COMPLETE THE FOLLOWING >>
1: List the columns that, according to the lab report on magnetic potential energy, were created in LoggerPro.
2: Edit the listing from the line containing "Task: point at the round" through the end of the listing. Replace "Target" with "Label", keep everything else as is, and return only those lines.

GIVEN PASSAGE >>
- - - -
Phys4AS17cceron: April 2017

Monday, April 24, 2017

April 17, 2017 Lab 13: Magnetic Potential Energy

Lab 13: Magnetic Potential Energy

Chris Ceron, Amy Chung, John Choi

Goal of Lab

Derive an equation of magnetic potential energy using different cases and quantities of kinetic and potential energy.

Theory/Introduction
Unlike Gravitational or Elastic Potential Energy, we do not have an equation for Magnetic Potential Energy. However, we can derive an equation based on what we know about conservation of energies. At the moment that Kinetic Energy is zero, the energy within the system is all transferred to Magnetic Potential Energy to repel our object. Our apparatus allows for this to occur.

Air track and glider

We angled the air track to seven different measurements. As the angle of tilt for the air track gets larger, the glider gets closer to the repelling magnet. With the data acquired we plotted a graph on LoggerPro and applied a power fit to find the equation of Magnetic Potential Energy.

For any system with a non-constant Potential Energy, the Potential Energy "U" is caused by an interaction between force F. We can mathematically establish that the relationship is:

$U(r) =-\int_{\infty }^{r}F(r)dr$

r = separation distance

We can also conclude that the potential energy in our system as the distance between the repelling magnets get infinitely further away is 0.

Using a free body diagram, we found that at equilibrium, the force of the magnet is equal to the x component of gravitational force.

$\Sum F_{x} = F_{magnet} - mgsin\theta = 0 \Rightarrow F_{magnet} = mgsin\theta$

$\Sum F_{y} = N - mgcos\theta = 0 \Rightarrow N = mgcos\theta$

Once we have our equation for Magnetic Potential Energy, we can verify and test the conservation of energy within our system. We placed our glider on the opposite end of the magnetic and provided an initial velocity, which also gives Kinetic Energy. At a certain distance, the Kinetic Energy is all transferred to Magnetic Potential Energy. As the magnets repel and move the glider backwards, the energy is transferred back into Kinetic Energy.

Procedure

We started the procedure by leveling the track. Then we increased the angle and tilt of the track by adding a book on the opposite side of the magnets. For each increment, we gathered the different angles and the separation distance between the two magnets. After seven increments, we plotted Force vs. distance and applied a power fit to derive an equation F(r). As mentioned in the Theory/Introduction, we could integrate the F(r) to find U(r).

$U(r) =-\int_{\infty }^{r}F(r)dr$

After deriving our U(r) function, we can verify the conservation of energy within our system. We first placed our glider closer to the fixed magnet when the air is turned off. To find the separation between the two magnets, we recorded the distance between the motion sensor and the glider.

$separation = position \: reading - (position \: reading - separation_{initial})$

Once we have our separation value, we place the glider on the opposite end of the track. With the air turned on, we gently push the glider and use our motion sensor to measure the distance and velocity. Through LoggerPro, we create a column for Kinetic Energy, Magnetic Potential Energy, and Total Energy of the system. We use a single graph to display each column, which allows for us to verify the conservation of energy within our system.

Data:

Angle (degree)	separation (m)
- - - -
MATERIAL FOR THE TASK >>

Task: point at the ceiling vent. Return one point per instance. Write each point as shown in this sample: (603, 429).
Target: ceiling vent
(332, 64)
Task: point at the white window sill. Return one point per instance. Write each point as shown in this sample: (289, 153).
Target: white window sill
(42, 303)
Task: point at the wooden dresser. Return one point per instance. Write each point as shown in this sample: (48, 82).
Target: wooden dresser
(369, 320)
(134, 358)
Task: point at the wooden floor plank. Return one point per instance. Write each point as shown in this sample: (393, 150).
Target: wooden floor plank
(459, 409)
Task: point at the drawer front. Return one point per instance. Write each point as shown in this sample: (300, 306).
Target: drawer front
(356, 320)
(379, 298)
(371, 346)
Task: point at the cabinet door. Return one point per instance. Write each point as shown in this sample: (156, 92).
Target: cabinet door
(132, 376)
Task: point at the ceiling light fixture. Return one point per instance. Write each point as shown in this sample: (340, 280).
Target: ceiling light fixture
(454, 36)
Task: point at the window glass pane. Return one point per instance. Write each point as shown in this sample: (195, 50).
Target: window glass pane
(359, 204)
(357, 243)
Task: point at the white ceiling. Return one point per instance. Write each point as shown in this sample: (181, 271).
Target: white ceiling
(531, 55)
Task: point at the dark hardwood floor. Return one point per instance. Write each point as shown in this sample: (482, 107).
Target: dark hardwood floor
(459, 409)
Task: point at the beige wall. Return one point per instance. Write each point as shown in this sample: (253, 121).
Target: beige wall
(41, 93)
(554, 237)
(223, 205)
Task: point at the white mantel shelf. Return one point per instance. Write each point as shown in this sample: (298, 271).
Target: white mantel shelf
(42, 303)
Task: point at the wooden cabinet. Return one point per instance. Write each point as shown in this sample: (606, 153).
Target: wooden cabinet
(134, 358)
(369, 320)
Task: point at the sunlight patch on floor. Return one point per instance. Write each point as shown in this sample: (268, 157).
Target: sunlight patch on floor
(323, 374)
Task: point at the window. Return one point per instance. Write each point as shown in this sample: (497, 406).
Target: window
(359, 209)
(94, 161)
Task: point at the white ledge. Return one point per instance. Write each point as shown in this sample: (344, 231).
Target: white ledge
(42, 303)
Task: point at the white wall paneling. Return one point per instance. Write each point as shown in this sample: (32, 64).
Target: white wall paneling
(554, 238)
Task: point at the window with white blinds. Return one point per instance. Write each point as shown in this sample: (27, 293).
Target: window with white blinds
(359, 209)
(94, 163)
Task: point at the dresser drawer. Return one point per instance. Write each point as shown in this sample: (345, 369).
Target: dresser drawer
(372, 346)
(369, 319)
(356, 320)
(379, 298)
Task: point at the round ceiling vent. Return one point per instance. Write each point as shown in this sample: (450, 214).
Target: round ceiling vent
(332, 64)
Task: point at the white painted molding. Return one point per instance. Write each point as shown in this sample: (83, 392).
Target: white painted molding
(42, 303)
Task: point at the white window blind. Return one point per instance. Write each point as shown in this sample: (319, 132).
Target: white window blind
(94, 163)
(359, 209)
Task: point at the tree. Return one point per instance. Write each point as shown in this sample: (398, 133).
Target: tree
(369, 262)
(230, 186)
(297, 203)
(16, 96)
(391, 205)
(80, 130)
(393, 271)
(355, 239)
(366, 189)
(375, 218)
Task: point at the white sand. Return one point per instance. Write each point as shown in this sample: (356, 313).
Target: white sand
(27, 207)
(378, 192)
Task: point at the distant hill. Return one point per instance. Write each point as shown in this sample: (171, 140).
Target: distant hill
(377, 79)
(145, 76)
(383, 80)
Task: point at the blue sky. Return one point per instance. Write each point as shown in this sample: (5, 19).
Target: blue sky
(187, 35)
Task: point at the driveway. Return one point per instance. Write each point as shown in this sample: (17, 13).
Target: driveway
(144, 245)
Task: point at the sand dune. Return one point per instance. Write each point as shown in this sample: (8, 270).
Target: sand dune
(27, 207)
- - - -
TASK-BY-TASK ANSWERS >>
1: Kinetic Energy, Magnetic Potential Energy, and Total Energy

2:
Task: point at the round ceiling vent. Return one point per instance. Write each point as shown in this sample: (450, 214).
Label: round ceiling vent
(332, 64)
Task: point at the white painted molding. Return one point per instance. Write each point as shown in this sample: (83, 392).
Label: white painted molding
(42, 303)
Task: point at the white window blind. Return one point per instance. Write each point as shown in this sample: (319, 132).
Label: white window blind
(94, 163)
(359, 209)
Task: point at the tree. Return one point per instance. Write each point as shown in this sample: (398, 133).
Label: tree
(369, 262)
(230, 186)
(297, 203)
(16, 96)
(391, 205)
(80, 130)
(393, 271)
(355, 239)
(366, 189)
(375, 218)
Task: point at the white sand. Return one point per instance. Write each point as shown in this sample: (356, 313).
Label: white sand
(27, 207)
(378, 192)
Task: point at the distant hill. Return one point per instance. Write each point as shown in this sample: (171, 140).
Label: distant hill
(377, 79)
(145, 76)
(383, 80)
Task: point at the blue sky. Return one point per instance. Write each point as shown in this sample: (5, 19).
Label: blue sky
(187, 35)
Task: point at the driveway. Return one point per instance. Write each point as shown in this sample: (17, 13).
Label: driveway
(144, 245)
Task: point at the sand dune. Return one point per instance. Write each point as shown in this sample: (8, 270).
Label: sand dune
(27, 207)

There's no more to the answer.